::: Text segment :::

- Born: Nancy Marie Amato Portland, Oregon, US
- Education: Stanford University (BS) University of California, Berkeley (MS) University of Illinois at Urbana-Champaign (PhD)
- Known for: Motion planning Computational biology Computational geometry Parallel computing Animation Distributed computing Parallel algorithms Performance modeling and optimization
- Awards: IEEE Fellow (2010) AAAI Fellow (2018) ACM Fellow (2015)
- Scientific career
- Fields: Computer Science
- Institutions: Texas A&M University University of Illinois at Urbana-Champaign
- Thesis: Reversing trains : a turn of the century sorting problem (1988)
- Doctoral advisor: Franco P. Preparata
- Doctoral students: Lydia Tapia
- Website: cs.illinois.edu/directory/profile/namato engineering.tamu.edu/cse/profiles/namato.html

= Nancy M. Amato =

American computer scientist

Nancy Marie Amato is an American computer scientist noted for her research on the algorithmic foundations of motion planning, computational biology, computational geometry and parallel computing. Amato is the Abel Bliss Professor of Engineering and Head of the Department of Computer Science at the University of Illinois at Urbana-Champaign. Amato is noted for her leadership in broadening participation in computing, and is currently a member of the steering committee of CRA-WP (formerly known as CRA-W), of which she has been a member of the board since 2000.

:::

- Work task 1
From the Amato profile, return the passage starting with "- Scientific career" and going on through "sorting problem (1988)".
- Work task 2
Using the Amato profile, answer these:
(a) Which university awarded her PhD?
(b) In what year was she named an ACM Fellow?
(c) Since what year has she been on the board of CRA-WP?
The material that comes next is from a different source and is unrelated to the Amato profile.

::: Data :::

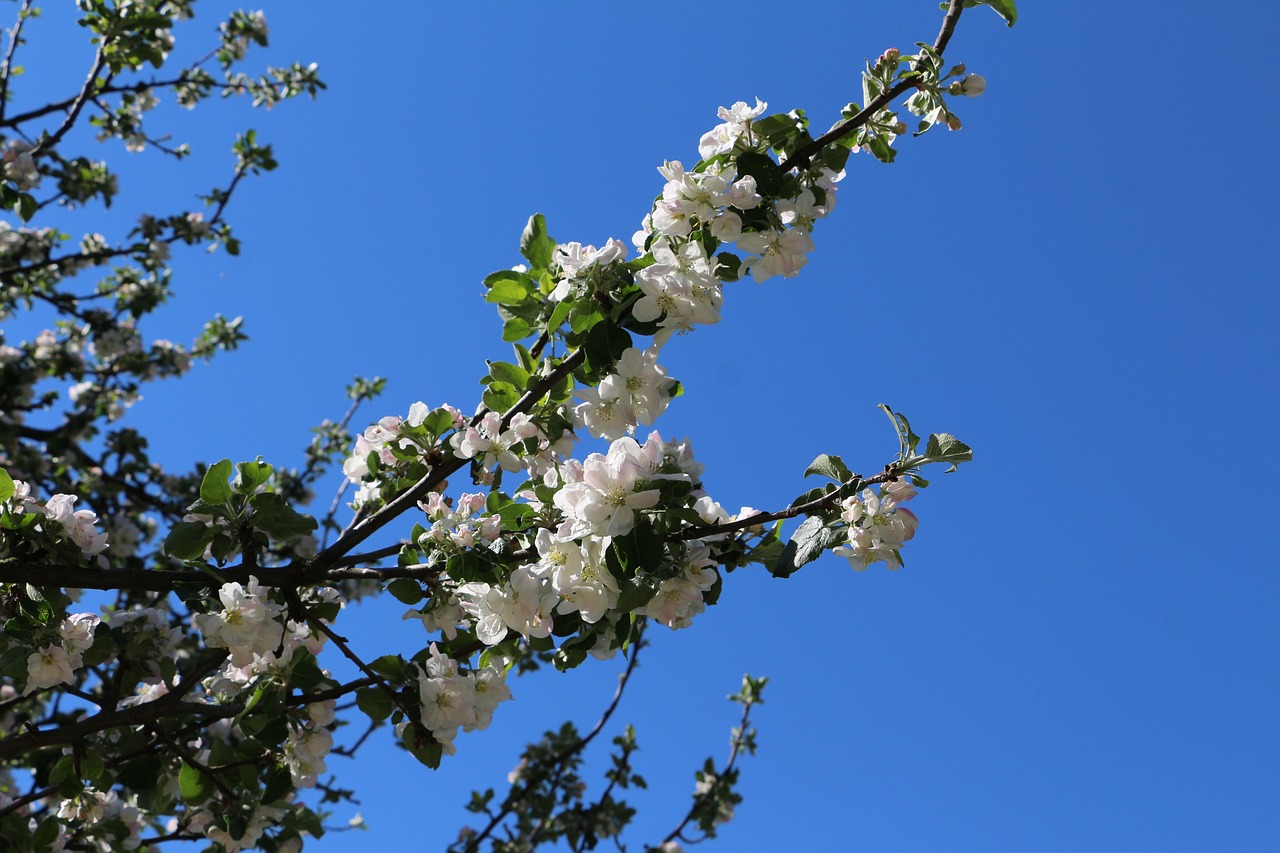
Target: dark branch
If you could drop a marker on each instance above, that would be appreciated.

:::
::: Data :::

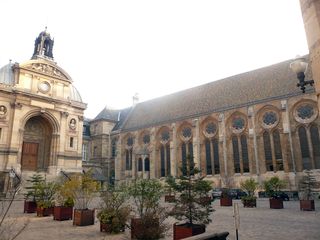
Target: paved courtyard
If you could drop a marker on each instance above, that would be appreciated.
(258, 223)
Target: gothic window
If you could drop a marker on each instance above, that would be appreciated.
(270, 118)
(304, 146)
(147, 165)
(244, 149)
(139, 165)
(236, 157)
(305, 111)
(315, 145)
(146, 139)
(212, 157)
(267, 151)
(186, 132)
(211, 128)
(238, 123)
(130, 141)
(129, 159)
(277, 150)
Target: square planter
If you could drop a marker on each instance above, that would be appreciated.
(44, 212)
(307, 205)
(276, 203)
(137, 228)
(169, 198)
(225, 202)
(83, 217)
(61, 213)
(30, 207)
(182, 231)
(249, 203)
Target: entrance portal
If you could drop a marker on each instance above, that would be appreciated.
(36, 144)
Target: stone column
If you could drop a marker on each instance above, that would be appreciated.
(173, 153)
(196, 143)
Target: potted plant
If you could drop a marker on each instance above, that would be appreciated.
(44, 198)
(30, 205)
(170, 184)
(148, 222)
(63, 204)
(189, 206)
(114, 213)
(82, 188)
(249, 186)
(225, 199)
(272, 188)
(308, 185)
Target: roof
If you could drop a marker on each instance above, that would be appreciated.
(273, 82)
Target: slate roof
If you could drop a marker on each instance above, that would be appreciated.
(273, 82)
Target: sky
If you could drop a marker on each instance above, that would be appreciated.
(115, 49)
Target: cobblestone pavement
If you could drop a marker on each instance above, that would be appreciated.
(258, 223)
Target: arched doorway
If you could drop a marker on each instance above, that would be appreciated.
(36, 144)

:::

- Worked solution 1
- Scientific career
- Fields: Computer Science
- Institutions: Texas A&M University University of Illinois at Urbana-Champaign
- Thesis: Reversing trains : a turn of the century sorting problem (1988)

- Worked solution 2
(a) University of Illinois at Urbana-Champaign
(b) 2015
(c) 2000